───── Materials provided ─────

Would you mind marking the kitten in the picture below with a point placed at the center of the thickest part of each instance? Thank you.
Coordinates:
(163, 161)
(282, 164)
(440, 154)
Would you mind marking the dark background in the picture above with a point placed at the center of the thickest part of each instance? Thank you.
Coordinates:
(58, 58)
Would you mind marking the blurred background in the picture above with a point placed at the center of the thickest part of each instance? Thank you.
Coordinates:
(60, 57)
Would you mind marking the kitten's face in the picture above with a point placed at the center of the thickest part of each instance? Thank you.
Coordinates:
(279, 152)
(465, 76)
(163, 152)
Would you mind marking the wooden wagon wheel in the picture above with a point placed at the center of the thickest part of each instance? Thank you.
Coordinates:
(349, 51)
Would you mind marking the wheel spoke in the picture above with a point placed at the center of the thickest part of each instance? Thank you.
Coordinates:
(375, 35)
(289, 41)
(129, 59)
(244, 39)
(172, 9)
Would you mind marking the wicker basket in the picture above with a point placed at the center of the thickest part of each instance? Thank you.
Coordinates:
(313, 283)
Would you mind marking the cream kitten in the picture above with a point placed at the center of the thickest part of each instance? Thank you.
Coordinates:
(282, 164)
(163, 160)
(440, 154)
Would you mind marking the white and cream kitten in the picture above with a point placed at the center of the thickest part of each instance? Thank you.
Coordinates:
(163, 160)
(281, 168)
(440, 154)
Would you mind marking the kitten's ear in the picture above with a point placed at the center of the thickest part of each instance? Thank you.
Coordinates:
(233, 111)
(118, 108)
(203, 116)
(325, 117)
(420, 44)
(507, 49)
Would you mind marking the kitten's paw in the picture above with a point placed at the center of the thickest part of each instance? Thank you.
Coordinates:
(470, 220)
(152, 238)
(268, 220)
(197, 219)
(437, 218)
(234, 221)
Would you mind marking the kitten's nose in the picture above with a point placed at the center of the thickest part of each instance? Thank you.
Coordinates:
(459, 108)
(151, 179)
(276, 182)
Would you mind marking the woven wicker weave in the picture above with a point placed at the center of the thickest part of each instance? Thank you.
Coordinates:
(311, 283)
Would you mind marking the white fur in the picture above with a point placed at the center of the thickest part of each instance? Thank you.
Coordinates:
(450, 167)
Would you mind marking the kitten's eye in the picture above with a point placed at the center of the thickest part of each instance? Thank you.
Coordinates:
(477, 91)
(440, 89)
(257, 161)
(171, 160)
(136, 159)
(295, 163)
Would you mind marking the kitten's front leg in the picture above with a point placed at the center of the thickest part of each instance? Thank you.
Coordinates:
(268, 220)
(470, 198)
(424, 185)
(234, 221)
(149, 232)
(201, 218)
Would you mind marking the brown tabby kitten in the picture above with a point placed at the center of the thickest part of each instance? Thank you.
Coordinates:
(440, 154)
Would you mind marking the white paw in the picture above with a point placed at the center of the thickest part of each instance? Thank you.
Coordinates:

─────

> [What the task requires]
Restate every record exactly, leaving nothing out.

> [Written answer]
Would you mind marking the kitten in the picture below with a point placed at the center of the thickest part of each instance? Thank you.
Coordinates:
(163, 161)
(282, 164)
(440, 154)
Would you mind marking the dark background in the picture above with a point placed at the center of the thickest part of each instance? Thank you.
Coordinates:
(58, 58)
Would you mind marking the blurred background in the picture above with a point placed at the center of the thickest part of each instance? Thank you.
Coordinates:
(60, 57)
Would you mind marking the kitten's face in the picture above with a point placed at the center of the thickest part of each instance? Thank you.
Coordinates:
(279, 152)
(465, 76)
(163, 152)
Would you mind marking the wooden wagon wheel in the picture above with a point placed at the center of the thickest part of each instance? Thank you.
Coordinates:
(349, 51)
Would you mind marking the wheel spoke in the picture above with a point placed at the center of the thickest part of each instance? Thank you.
Coordinates:
(375, 35)
(289, 41)
(129, 59)
(244, 39)
(172, 9)
Would you mind marking the wicker basket in the picture above with a point placed at the center of the thickest part of each instance? Thank you.
Coordinates:
(313, 283)
Would you mind marking the cream kitten in the picture above with a point placed at the center of the thickest part of each instance? Thank you.
Coordinates:
(282, 164)
(163, 160)
(440, 154)
Would you mind marking the white and cream kitten in the picture above with a point placed at the center of the thickest part of each instance? Thank you.
Coordinates:
(163, 160)
(281, 168)
(440, 154)
Would you mind marking the kitten's ear in the picture above with a point placed at the center of the thickest part of each instance? Thank you.
Coordinates:
(233, 111)
(118, 108)
(203, 116)
(325, 117)
(420, 44)
(507, 49)
Would you mind marking the kitten's paw in the picture above with a point placed at the center of the thickest part of each instance? Thank you.
Coordinates:
(470, 220)
(152, 238)
(268, 220)
(197, 219)
(437, 218)
(234, 221)
Would you mind marking the kitten's nose in the picture above with a point placed at the center of the thickest part of each instance? Thank you.
Coordinates:
(459, 108)
(151, 179)
(276, 182)
Would you mind marking the woven wicker weave in the picture above with a point placed at the center of the thickest part of each instance? Thank you.
Coordinates:
(311, 283)
Would you mind marking the white fur in the picture above with a point placed at the center of the thickest part of each instance? Thank you.
Coordinates:
(450, 167)
Would you mind marking the kitten's eye in the picture above with a point placed at the center of the thickest part of each instance? Thank you.
Coordinates:
(477, 91)
(440, 89)
(257, 161)
(171, 160)
(136, 159)
(295, 163)
Would you mind marking the kitten's front leg in the picture above with a point placed at the center of the thickest part of each instance? Thank you.
Coordinates:
(268, 220)
(470, 198)
(424, 185)
(234, 221)
(149, 232)
(201, 218)
Would you mind marking the brown tabby kitten in the picture above with a point placed at the center of the thickest part of each instance? Thank you.
Coordinates:
(440, 154)
Would you mind marking the white paw in the picture above with a point placed at the center of the thickest part of each instance? Thank you.
Coordinates:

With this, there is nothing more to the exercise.